- PROVIDED RECORDS:
*****
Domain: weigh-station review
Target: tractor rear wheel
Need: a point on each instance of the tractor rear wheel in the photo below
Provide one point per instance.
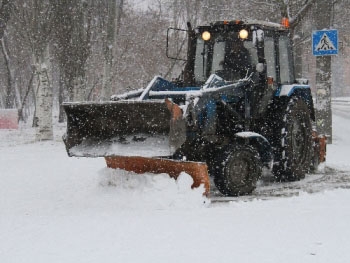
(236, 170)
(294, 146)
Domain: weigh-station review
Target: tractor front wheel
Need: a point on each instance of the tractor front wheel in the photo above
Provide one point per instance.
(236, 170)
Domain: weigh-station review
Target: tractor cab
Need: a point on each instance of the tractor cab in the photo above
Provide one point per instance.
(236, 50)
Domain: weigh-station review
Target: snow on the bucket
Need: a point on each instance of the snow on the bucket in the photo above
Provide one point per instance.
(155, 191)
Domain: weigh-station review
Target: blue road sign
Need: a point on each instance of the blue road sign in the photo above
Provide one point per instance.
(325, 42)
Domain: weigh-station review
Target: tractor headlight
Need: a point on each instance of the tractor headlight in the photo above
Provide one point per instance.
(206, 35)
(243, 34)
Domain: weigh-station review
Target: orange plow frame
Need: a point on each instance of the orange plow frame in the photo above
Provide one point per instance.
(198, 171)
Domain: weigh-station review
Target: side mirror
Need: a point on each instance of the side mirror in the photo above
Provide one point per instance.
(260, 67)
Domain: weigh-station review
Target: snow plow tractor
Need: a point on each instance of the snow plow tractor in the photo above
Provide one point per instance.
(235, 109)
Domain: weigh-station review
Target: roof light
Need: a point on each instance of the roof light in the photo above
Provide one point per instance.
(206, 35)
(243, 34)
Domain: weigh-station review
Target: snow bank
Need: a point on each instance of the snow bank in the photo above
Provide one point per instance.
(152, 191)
*****
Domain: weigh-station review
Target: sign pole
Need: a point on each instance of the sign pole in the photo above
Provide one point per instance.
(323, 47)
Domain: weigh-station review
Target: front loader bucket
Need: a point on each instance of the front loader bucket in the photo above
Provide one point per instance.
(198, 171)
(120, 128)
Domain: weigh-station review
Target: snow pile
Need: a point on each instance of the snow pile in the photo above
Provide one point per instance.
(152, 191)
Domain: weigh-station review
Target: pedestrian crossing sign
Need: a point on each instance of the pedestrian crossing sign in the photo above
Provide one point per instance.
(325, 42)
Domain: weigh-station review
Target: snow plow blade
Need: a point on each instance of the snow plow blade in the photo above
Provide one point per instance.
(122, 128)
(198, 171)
*****
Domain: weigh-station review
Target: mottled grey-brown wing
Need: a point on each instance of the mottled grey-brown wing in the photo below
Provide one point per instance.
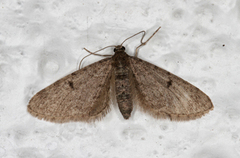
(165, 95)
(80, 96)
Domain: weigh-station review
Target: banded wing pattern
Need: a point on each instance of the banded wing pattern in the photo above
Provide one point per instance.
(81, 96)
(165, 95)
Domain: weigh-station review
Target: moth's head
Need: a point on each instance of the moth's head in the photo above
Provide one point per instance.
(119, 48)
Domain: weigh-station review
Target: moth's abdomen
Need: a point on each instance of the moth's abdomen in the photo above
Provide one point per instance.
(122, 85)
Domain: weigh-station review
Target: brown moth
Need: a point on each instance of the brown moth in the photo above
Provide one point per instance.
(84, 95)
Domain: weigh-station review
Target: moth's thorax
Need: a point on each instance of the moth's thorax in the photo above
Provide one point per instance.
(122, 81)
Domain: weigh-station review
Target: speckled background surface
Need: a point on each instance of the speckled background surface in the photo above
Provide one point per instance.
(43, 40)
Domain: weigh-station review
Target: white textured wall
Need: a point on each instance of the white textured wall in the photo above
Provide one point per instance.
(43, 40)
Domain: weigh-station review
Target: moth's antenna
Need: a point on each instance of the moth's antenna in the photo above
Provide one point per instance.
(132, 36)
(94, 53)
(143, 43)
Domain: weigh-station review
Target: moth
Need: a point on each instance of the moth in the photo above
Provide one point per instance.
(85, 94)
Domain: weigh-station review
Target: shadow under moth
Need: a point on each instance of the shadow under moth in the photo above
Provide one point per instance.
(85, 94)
*****
Display each line of the data above that contains the string "side", copied in full and matching case exactly.

- FINAL ANSWER:
Target: side mirror
Need: a point on each instance of the side mirror in the photo above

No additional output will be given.